=== YOUR INSTRUCTIONS ===
Among the lines of the records, please find those that contain the word "truck" and copy them.

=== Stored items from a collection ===
########

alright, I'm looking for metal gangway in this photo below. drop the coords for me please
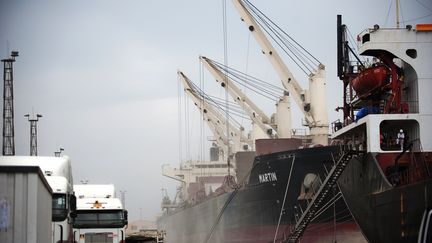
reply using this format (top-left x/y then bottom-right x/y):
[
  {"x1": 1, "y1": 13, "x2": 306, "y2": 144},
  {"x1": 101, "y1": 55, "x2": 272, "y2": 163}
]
[{"x1": 285, "y1": 149, "x2": 360, "y2": 243}]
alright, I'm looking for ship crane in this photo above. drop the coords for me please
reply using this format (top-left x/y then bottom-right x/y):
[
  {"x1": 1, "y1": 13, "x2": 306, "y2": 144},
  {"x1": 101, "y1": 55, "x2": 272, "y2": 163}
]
[
  {"x1": 178, "y1": 71, "x2": 251, "y2": 158},
  {"x1": 179, "y1": 71, "x2": 229, "y2": 159},
  {"x1": 201, "y1": 56, "x2": 290, "y2": 141},
  {"x1": 232, "y1": 0, "x2": 329, "y2": 145}
]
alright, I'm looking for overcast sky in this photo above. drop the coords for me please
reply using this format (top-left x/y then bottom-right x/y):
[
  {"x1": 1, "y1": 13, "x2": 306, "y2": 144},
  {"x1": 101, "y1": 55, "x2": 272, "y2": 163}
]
[{"x1": 1, "y1": 0, "x2": 431, "y2": 221}]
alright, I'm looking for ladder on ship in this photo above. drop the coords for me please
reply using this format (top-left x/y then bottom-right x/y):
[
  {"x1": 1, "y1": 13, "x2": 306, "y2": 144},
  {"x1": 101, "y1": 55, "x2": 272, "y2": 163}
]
[{"x1": 284, "y1": 149, "x2": 360, "y2": 243}]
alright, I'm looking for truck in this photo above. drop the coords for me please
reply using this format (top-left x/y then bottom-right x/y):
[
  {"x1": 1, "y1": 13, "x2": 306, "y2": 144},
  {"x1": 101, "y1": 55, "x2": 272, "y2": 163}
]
[
  {"x1": 72, "y1": 184, "x2": 128, "y2": 243},
  {"x1": 0, "y1": 165, "x2": 53, "y2": 243},
  {"x1": 0, "y1": 156, "x2": 76, "y2": 243}
]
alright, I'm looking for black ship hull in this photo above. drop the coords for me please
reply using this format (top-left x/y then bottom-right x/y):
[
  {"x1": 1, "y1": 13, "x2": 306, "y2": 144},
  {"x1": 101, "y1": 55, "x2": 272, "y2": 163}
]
[
  {"x1": 338, "y1": 152, "x2": 432, "y2": 243},
  {"x1": 158, "y1": 146, "x2": 365, "y2": 243}
]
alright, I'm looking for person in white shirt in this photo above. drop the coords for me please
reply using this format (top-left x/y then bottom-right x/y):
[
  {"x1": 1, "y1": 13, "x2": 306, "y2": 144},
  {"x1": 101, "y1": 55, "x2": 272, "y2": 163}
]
[{"x1": 396, "y1": 129, "x2": 405, "y2": 150}]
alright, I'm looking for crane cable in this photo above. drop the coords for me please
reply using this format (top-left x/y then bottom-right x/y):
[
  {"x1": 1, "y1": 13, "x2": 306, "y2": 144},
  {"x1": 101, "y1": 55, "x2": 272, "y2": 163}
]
[
  {"x1": 222, "y1": 0, "x2": 231, "y2": 176},
  {"x1": 177, "y1": 75, "x2": 183, "y2": 164},
  {"x1": 243, "y1": 0, "x2": 321, "y2": 76},
  {"x1": 207, "y1": 58, "x2": 285, "y2": 101}
]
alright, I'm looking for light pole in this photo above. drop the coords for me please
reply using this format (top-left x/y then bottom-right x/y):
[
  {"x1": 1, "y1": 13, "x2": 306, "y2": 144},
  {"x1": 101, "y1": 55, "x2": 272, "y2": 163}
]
[
  {"x1": 24, "y1": 113, "x2": 42, "y2": 156},
  {"x1": 2, "y1": 51, "x2": 19, "y2": 156}
]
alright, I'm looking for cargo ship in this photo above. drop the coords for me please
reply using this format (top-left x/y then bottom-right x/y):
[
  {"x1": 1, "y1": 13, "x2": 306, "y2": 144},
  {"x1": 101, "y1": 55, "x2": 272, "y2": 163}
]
[
  {"x1": 333, "y1": 17, "x2": 432, "y2": 242},
  {"x1": 157, "y1": 1, "x2": 432, "y2": 243},
  {"x1": 157, "y1": 0, "x2": 364, "y2": 242},
  {"x1": 158, "y1": 144, "x2": 364, "y2": 243}
]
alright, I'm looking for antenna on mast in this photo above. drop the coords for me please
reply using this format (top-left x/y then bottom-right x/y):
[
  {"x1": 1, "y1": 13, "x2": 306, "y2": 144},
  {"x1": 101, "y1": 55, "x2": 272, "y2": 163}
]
[{"x1": 2, "y1": 51, "x2": 19, "y2": 156}]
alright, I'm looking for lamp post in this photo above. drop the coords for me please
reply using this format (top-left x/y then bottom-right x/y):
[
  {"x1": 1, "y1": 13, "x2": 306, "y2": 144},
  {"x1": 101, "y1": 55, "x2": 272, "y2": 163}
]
[
  {"x1": 2, "y1": 51, "x2": 19, "y2": 156},
  {"x1": 24, "y1": 113, "x2": 42, "y2": 156}
]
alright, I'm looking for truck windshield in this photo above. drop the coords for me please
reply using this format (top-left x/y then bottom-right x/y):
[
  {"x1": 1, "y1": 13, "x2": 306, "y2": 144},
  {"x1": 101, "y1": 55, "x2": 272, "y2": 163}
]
[
  {"x1": 52, "y1": 193, "x2": 68, "y2": 222},
  {"x1": 72, "y1": 210, "x2": 125, "y2": 228}
]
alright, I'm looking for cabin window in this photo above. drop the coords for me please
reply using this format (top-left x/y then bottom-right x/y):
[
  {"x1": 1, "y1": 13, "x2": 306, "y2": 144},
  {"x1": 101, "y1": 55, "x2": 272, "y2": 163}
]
[
  {"x1": 406, "y1": 49, "x2": 417, "y2": 59},
  {"x1": 362, "y1": 33, "x2": 370, "y2": 44},
  {"x1": 72, "y1": 210, "x2": 126, "y2": 228},
  {"x1": 52, "y1": 193, "x2": 68, "y2": 222},
  {"x1": 379, "y1": 119, "x2": 420, "y2": 151}
]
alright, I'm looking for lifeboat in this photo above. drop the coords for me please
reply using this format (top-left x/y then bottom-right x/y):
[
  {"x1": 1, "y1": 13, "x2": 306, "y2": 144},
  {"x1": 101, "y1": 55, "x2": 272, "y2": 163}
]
[{"x1": 351, "y1": 65, "x2": 389, "y2": 98}]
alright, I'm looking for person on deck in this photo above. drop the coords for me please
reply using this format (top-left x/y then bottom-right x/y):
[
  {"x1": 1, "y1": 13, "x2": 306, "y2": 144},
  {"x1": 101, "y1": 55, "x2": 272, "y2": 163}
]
[{"x1": 396, "y1": 129, "x2": 405, "y2": 150}]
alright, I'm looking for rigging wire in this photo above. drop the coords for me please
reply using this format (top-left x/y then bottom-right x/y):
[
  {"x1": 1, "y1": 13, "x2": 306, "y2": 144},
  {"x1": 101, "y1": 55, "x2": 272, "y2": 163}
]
[
  {"x1": 199, "y1": 60, "x2": 205, "y2": 175},
  {"x1": 416, "y1": 0, "x2": 432, "y2": 12},
  {"x1": 178, "y1": 74, "x2": 183, "y2": 163},
  {"x1": 310, "y1": 192, "x2": 343, "y2": 222},
  {"x1": 222, "y1": 0, "x2": 231, "y2": 174},
  {"x1": 209, "y1": 101, "x2": 250, "y2": 120},
  {"x1": 402, "y1": 13, "x2": 432, "y2": 23},
  {"x1": 207, "y1": 58, "x2": 285, "y2": 101},
  {"x1": 306, "y1": 210, "x2": 353, "y2": 233},
  {"x1": 386, "y1": 0, "x2": 432, "y2": 26},
  {"x1": 399, "y1": 0, "x2": 405, "y2": 27},
  {"x1": 184, "y1": 88, "x2": 190, "y2": 160},
  {"x1": 244, "y1": 0, "x2": 321, "y2": 75},
  {"x1": 384, "y1": 0, "x2": 393, "y2": 27},
  {"x1": 259, "y1": 15, "x2": 317, "y2": 74},
  {"x1": 207, "y1": 94, "x2": 242, "y2": 107},
  {"x1": 250, "y1": 9, "x2": 311, "y2": 76},
  {"x1": 346, "y1": 27, "x2": 365, "y2": 63},
  {"x1": 220, "y1": 63, "x2": 283, "y2": 94},
  {"x1": 242, "y1": 32, "x2": 251, "y2": 131},
  {"x1": 200, "y1": 93, "x2": 249, "y2": 122},
  {"x1": 244, "y1": 0, "x2": 317, "y2": 64},
  {"x1": 306, "y1": 211, "x2": 353, "y2": 233},
  {"x1": 187, "y1": 78, "x2": 249, "y2": 127},
  {"x1": 273, "y1": 156, "x2": 296, "y2": 243},
  {"x1": 206, "y1": 97, "x2": 249, "y2": 117}
]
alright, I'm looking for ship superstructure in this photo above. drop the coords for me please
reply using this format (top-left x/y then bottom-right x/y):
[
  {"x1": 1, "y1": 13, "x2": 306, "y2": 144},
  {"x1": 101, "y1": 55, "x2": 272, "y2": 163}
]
[{"x1": 332, "y1": 18, "x2": 432, "y2": 242}]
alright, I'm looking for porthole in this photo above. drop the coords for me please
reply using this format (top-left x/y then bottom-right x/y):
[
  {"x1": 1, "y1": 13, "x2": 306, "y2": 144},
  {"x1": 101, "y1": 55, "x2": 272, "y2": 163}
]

########

=== EXERCISE SOLUTION ===
alright, I'm looking for truck in this photo above. drop the coords for me please
alright, I'm looking for truck windshield in this photo above. drop the coords for me please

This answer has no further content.